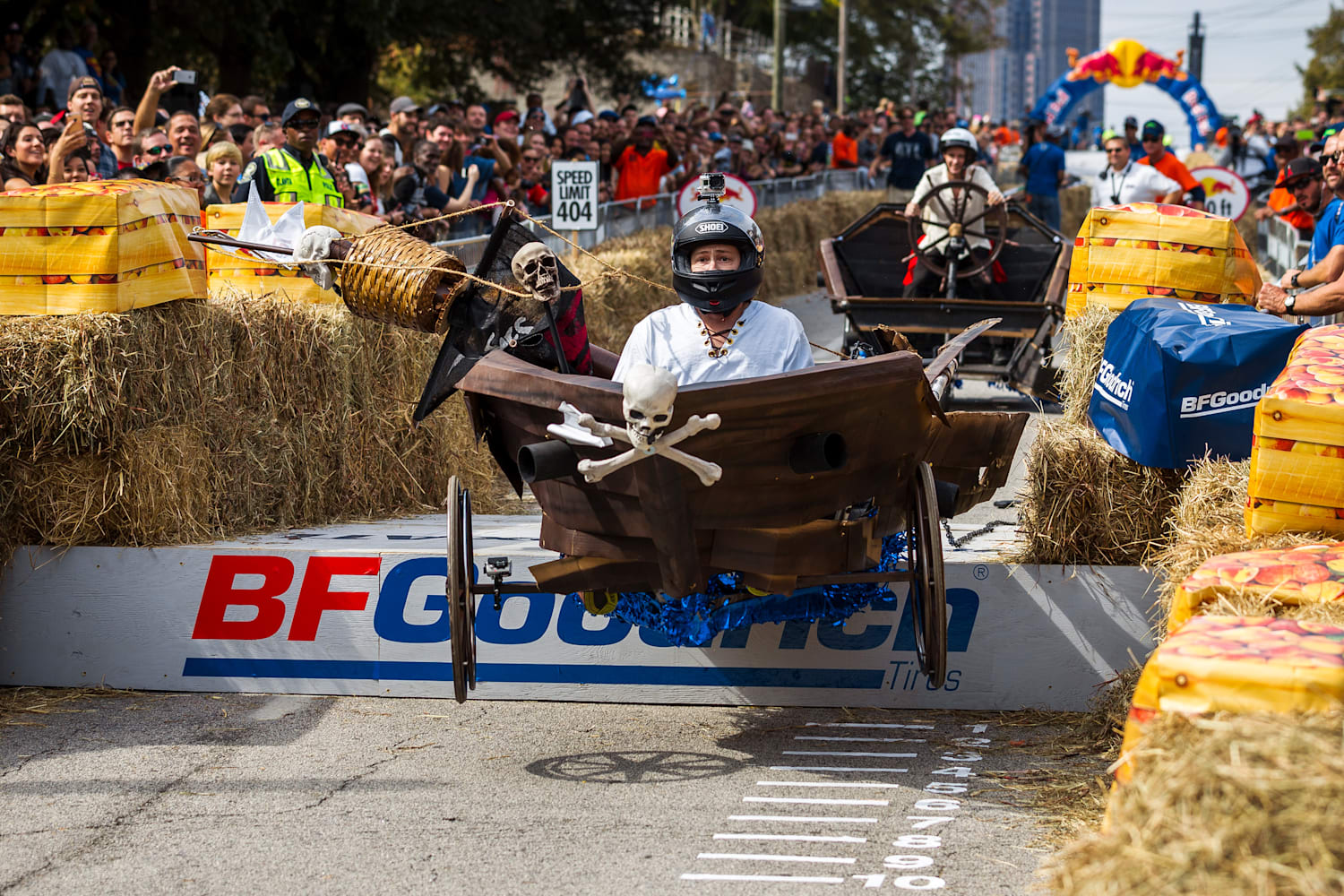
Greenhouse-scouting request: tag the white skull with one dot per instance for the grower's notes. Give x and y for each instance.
(537, 268)
(650, 392)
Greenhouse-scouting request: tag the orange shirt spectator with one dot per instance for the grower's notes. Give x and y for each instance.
(640, 174)
(1281, 198)
(844, 150)
(1174, 168)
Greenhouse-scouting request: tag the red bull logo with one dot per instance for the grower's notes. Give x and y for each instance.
(1125, 64)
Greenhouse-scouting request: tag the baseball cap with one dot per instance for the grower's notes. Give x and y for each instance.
(83, 83)
(295, 108)
(1303, 167)
(338, 126)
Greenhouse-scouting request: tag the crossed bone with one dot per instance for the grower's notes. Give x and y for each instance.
(596, 470)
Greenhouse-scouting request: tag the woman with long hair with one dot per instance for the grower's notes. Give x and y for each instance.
(24, 158)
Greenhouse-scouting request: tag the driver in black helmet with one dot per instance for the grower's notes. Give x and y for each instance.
(717, 332)
(959, 150)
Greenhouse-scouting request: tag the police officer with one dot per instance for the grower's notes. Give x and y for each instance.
(293, 172)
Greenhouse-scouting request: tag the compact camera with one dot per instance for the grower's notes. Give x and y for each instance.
(712, 185)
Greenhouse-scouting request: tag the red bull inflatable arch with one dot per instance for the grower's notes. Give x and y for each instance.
(1128, 64)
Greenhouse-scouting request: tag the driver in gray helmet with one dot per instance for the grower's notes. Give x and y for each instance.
(959, 151)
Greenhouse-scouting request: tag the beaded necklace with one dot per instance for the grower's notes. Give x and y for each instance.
(728, 333)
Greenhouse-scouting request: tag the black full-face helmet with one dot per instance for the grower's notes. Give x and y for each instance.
(717, 292)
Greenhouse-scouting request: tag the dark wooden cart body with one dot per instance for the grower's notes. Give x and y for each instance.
(865, 266)
(653, 527)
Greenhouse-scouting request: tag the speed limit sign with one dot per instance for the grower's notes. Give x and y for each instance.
(1226, 194)
(574, 195)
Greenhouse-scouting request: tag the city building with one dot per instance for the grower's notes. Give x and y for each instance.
(1034, 38)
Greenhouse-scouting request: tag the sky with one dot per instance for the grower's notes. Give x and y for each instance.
(1250, 48)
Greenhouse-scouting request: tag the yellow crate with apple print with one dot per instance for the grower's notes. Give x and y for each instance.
(1297, 450)
(1236, 664)
(1144, 250)
(258, 277)
(1305, 573)
(97, 246)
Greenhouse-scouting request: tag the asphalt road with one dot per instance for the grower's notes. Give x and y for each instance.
(246, 794)
(209, 794)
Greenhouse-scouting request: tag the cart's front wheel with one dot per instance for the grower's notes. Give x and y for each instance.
(927, 589)
(461, 602)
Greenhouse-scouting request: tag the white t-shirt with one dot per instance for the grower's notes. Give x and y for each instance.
(1133, 183)
(768, 340)
(975, 203)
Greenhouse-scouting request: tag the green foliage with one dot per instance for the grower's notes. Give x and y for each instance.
(1325, 70)
(360, 48)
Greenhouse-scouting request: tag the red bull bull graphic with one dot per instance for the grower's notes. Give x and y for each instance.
(1128, 64)
(1225, 193)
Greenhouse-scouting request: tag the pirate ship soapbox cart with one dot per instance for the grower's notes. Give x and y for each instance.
(819, 479)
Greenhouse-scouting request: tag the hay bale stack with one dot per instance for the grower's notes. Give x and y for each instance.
(613, 304)
(1086, 503)
(1209, 521)
(1085, 341)
(207, 419)
(1223, 805)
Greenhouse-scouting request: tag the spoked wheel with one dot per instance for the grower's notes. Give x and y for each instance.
(461, 602)
(927, 587)
(952, 201)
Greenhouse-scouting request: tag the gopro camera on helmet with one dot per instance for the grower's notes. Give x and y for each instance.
(712, 187)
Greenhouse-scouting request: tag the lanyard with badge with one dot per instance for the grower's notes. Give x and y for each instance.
(1115, 190)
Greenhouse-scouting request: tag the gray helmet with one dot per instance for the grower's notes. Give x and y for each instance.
(960, 137)
(717, 290)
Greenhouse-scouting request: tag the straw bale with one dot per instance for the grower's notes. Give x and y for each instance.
(1085, 341)
(1083, 501)
(1220, 805)
(1209, 521)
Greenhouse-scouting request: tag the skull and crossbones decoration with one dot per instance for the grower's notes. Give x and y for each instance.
(648, 397)
(538, 271)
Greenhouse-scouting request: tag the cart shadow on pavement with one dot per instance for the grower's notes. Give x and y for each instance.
(634, 766)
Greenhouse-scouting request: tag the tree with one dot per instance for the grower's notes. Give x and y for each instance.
(333, 50)
(1325, 70)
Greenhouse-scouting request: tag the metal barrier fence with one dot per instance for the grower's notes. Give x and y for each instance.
(1279, 249)
(618, 220)
(1279, 246)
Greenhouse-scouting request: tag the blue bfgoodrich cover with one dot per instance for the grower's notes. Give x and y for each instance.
(1179, 379)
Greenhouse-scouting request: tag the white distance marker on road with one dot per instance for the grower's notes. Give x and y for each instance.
(803, 839)
(816, 801)
(811, 820)
(822, 783)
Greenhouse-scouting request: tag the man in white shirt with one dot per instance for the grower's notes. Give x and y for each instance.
(959, 151)
(717, 332)
(1124, 180)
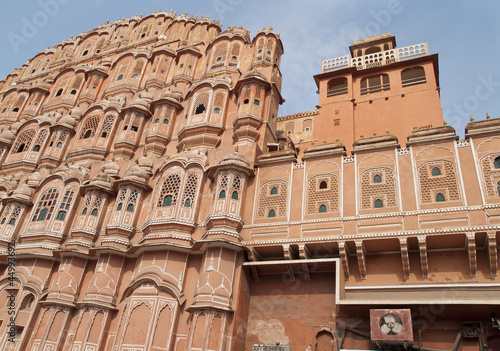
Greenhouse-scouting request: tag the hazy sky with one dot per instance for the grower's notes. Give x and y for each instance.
(465, 34)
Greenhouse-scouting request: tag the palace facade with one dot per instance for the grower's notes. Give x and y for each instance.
(154, 200)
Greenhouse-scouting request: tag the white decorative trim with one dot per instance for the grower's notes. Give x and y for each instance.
(403, 151)
(373, 216)
(348, 159)
(462, 143)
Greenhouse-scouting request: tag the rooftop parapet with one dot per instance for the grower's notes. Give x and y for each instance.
(376, 59)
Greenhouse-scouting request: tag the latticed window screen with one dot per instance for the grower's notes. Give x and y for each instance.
(24, 139)
(170, 188)
(491, 174)
(220, 53)
(91, 125)
(235, 50)
(201, 99)
(428, 183)
(276, 202)
(65, 204)
(41, 137)
(328, 196)
(45, 207)
(370, 188)
(190, 190)
(11, 217)
(108, 124)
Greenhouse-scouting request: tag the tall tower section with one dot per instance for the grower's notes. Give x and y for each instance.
(378, 89)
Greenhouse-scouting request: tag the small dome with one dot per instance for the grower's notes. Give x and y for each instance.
(111, 168)
(235, 157)
(34, 179)
(136, 172)
(23, 192)
(173, 93)
(7, 135)
(68, 120)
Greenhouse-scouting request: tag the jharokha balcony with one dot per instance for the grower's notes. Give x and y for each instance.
(375, 59)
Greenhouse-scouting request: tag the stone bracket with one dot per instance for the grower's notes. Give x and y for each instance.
(492, 253)
(344, 255)
(405, 258)
(471, 249)
(361, 253)
(424, 263)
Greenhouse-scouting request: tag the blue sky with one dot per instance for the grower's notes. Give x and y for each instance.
(465, 34)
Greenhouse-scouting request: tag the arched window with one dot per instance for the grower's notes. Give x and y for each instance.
(42, 215)
(27, 302)
(436, 171)
(87, 134)
(199, 109)
(372, 50)
(496, 162)
(169, 191)
(46, 205)
(61, 215)
(413, 76)
(440, 197)
(337, 86)
(167, 201)
(375, 84)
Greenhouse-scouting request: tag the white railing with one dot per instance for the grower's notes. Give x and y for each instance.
(376, 59)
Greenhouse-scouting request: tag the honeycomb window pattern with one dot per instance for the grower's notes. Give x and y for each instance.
(277, 202)
(491, 175)
(23, 140)
(108, 124)
(190, 190)
(46, 205)
(428, 183)
(170, 187)
(316, 196)
(371, 189)
(91, 125)
(41, 137)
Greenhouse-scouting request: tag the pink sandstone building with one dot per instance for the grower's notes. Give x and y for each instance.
(153, 199)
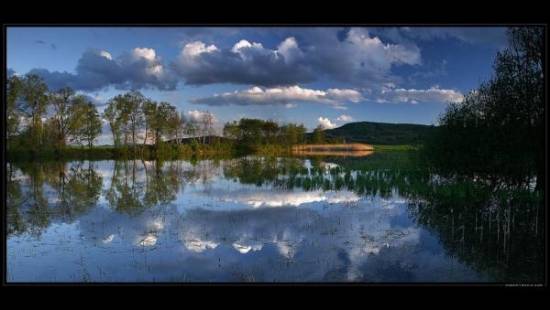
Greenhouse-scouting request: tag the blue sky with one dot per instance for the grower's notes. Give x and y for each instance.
(311, 75)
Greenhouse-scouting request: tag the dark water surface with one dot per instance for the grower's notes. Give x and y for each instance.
(381, 218)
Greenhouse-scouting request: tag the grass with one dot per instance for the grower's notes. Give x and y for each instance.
(179, 151)
(392, 148)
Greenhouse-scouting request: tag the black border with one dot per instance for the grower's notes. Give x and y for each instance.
(240, 24)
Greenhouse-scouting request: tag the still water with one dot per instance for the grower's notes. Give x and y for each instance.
(380, 218)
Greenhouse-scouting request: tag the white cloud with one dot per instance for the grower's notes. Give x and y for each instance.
(289, 49)
(372, 52)
(245, 44)
(282, 95)
(414, 96)
(325, 123)
(194, 49)
(145, 53)
(344, 118)
(106, 55)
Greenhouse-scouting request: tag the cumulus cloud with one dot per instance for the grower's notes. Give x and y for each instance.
(282, 96)
(344, 118)
(325, 123)
(97, 69)
(244, 63)
(414, 96)
(359, 58)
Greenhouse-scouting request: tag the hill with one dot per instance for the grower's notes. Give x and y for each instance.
(381, 133)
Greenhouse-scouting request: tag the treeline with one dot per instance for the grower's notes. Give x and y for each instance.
(497, 132)
(38, 118)
(257, 134)
(42, 122)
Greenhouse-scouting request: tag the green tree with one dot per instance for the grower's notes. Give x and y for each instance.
(85, 124)
(35, 97)
(497, 131)
(13, 93)
(62, 100)
(112, 115)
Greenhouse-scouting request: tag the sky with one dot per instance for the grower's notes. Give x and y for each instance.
(324, 76)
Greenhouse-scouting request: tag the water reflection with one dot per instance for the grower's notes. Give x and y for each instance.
(383, 218)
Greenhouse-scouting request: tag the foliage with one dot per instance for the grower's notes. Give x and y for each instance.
(498, 130)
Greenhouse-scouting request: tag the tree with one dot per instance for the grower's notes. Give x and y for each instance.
(13, 93)
(161, 126)
(207, 125)
(85, 124)
(112, 115)
(61, 101)
(149, 110)
(34, 94)
(498, 129)
(132, 113)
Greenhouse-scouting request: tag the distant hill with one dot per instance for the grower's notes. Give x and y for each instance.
(207, 140)
(381, 133)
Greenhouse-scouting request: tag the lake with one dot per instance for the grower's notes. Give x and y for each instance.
(377, 219)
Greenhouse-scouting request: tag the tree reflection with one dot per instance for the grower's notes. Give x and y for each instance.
(494, 229)
(39, 193)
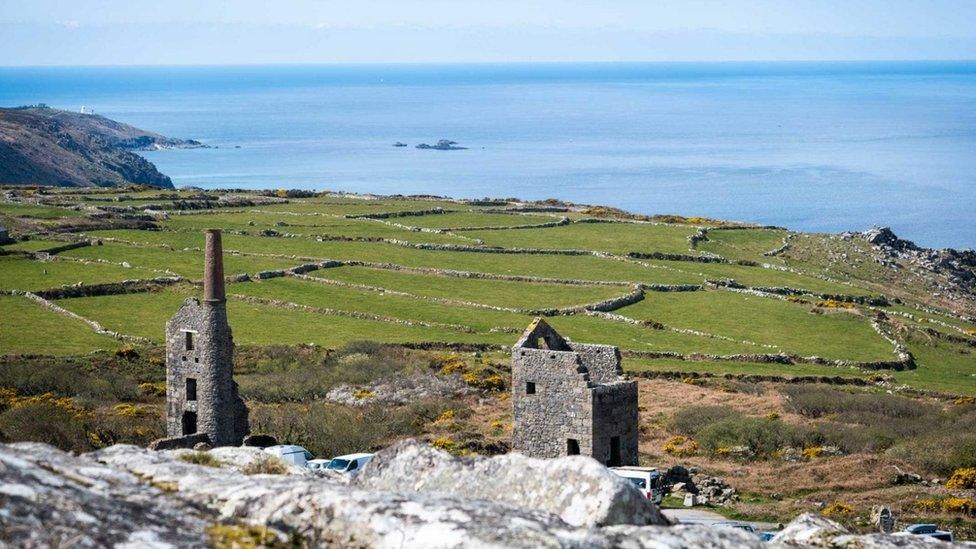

::::

**REQUIREMENT:**
The answer should consist only of the lines from the one with "Greenhouse-scouting request: tag the cumulus" through the last line of the material above, copied exactly, with no pictures.

**RESPONSE BOX:**
Greenhouse-scouting request: tag the cumulus cloud with one dot per instance for the grower's notes. Give x and y for each instance.
(282, 96)
(344, 118)
(325, 123)
(97, 69)
(244, 63)
(414, 96)
(359, 58)
Greenhouse-scouting request: tag the hill with one dot per instance for the grower's notes. Give x and y for each instance.
(381, 133)
Greenhouse-scouting request: tag the treeline with one dot per instance for the grower's notes. Give x and y for each instance.
(497, 132)
(38, 118)
(257, 134)
(42, 122)
Greenhouse-scouting request: tag the green tree with one dot per instance for the grower's notes. Give x and y for each instance.
(85, 124)
(35, 97)
(497, 131)
(13, 93)
(62, 100)
(112, 115)
Greenhouse-scouting request: tag the sky with one dot per instance for the grower's notes. Give x and y for each instance.
(324, 76)
Greenhouse-scouting request: tag the water reflection with one dot per instance for the grower's notes. Give x and y for each instance.
(383, 218)
Greenhouse-scouting request: tag the foliage with one dot per instance for the grower's notes. Give x and y for each instance.
(498, 130)
Greenhouse-scouting request: tag the tree with one dot per instance for the grower's notes. Give x and y for each instance.
(13, 93)
(161, 126)
(207, 125)
(85, 124)
(112, 115)
(61, 101)
(149, 110)
(34, 94)
(498, 129)
(132, 113)
Greenhouse-scouting request: tag the distant hill with one dot per instance for the grower's notes. Give x and y for each instance.
(207, 140)
(381, 133)
Greenhouse-scouting request: tag the lake with one dot per instance for the grower's notes. Give x and y for each instance.
(377, 219)
Greenhouse-scouting request: tag the tree reflection with one dot per instance for the grower's notes. Give x and y for each instance.
(494, 229)
(39, 193)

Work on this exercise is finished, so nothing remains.